#### [Raw data]
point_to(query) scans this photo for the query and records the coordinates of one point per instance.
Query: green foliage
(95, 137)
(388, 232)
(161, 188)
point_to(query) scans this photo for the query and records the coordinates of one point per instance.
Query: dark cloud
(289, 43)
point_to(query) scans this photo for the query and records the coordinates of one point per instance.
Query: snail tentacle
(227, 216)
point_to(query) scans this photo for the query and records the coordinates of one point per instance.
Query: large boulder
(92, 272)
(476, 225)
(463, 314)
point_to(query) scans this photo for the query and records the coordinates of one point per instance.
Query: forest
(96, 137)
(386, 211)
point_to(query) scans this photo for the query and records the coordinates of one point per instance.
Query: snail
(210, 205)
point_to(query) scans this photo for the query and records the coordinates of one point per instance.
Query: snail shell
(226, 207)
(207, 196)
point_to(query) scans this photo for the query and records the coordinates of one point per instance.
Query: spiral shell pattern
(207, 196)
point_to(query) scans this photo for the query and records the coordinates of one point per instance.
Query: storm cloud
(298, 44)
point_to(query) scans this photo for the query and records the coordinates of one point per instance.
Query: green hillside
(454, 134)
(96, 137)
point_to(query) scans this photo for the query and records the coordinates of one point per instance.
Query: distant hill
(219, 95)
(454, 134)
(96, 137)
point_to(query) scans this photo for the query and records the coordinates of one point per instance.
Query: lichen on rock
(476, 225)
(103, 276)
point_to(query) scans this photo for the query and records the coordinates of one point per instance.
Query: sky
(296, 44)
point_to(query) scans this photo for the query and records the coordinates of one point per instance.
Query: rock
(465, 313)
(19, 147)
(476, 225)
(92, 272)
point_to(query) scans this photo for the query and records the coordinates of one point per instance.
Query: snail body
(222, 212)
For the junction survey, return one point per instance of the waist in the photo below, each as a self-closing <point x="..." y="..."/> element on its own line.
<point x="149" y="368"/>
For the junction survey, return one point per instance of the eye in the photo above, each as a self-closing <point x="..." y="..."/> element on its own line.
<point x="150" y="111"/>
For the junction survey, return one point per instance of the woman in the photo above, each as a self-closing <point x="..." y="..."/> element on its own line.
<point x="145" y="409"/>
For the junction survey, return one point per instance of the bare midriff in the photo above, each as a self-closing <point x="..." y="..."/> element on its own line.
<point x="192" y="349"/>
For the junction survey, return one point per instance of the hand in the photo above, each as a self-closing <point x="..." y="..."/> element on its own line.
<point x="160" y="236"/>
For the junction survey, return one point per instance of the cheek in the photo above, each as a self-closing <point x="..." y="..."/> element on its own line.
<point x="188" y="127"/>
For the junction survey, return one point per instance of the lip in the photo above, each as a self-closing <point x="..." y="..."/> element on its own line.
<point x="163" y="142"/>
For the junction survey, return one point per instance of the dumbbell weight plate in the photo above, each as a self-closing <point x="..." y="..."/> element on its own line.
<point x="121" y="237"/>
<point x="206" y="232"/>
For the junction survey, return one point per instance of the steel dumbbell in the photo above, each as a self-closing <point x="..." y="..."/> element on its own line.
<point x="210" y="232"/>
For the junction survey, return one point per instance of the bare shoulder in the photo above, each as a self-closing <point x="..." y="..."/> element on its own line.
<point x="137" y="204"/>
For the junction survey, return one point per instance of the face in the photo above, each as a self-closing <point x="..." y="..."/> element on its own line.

#### [Try it]
Precisely the line with "of the dumbbell" and the lines after it, up to the last line of the entries above, are to be reproduced, and nothing more.

#### [Exercise answer]
For the junction survey, return one point per instance of the dumbbell weight plate in the photo above, each as a self-closing <point x="..." y="..."/> element on its own line.
<point x="121" y="237"/>
<point x="206" y="232"/>
For the junction survey, return one point per instance of the steel dumbbell in the photo above, each as a self-closing <point x="..." y="..."/> element on its own line.
<point x="210" y="232"/>
For the junction survey, return one point per instance of the bare shoulder in the photo above, each as a self-closing <point x="..." y="..."/> element on its own line.
<point x="137" y="204"/>
For the junction survey, return one point per instance of the face in the photo above, each as a self-closing <point x="..." y="..."/> element on its own line.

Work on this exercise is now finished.